— start of Data provided —

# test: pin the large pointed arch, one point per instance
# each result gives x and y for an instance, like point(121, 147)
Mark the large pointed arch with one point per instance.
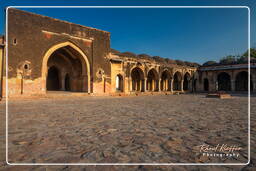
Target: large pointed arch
point(84, 61)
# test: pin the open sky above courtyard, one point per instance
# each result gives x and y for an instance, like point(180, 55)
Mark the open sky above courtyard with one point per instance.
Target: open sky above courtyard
point(196, 35)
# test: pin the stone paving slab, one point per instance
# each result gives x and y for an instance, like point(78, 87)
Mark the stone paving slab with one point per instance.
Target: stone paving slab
point(143, 129)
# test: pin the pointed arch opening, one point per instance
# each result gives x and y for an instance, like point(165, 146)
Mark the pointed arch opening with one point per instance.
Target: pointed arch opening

— end of Data provided —

Lay out each line of the records above as a JSON list of strings, one string per line, with blank lines omitted. Leave the pictures out.

__Reply__
[
  "# test: pin the large pointed arch, one point per instance",
  "# each result gives x and y for an instance, like point(121, 147)",
  "Mark the large pointed arch with one point per instance.",
  "Target: large pointed arch",
  "point(84, 61)",
  "# test: pin the open sky above courtyard, one point per instance",
  "# each result gives x and y for an instance, like point(180, 55)",
  "Mark the open sky above courtyard with one point per instance.",
  "Target: open sky above courtyard",
  "point(196, 35)",
  "# test: pin the stone paving slab, one point per instance",
  "# each result gives x and y for an instance, like point(78, 87)",
  "Mark the stone paving slab with one point per instance.",
  "Target: stone paving slab",
  "point(143, 129)",
  "# test: pin the pointed arch opening, one point per instance",
  "# each result gives x and y for an instance, like point(165, 146)",
  "Mark the pointed arch opening with one point per instance.",
  "Target: pointed arch opening"
]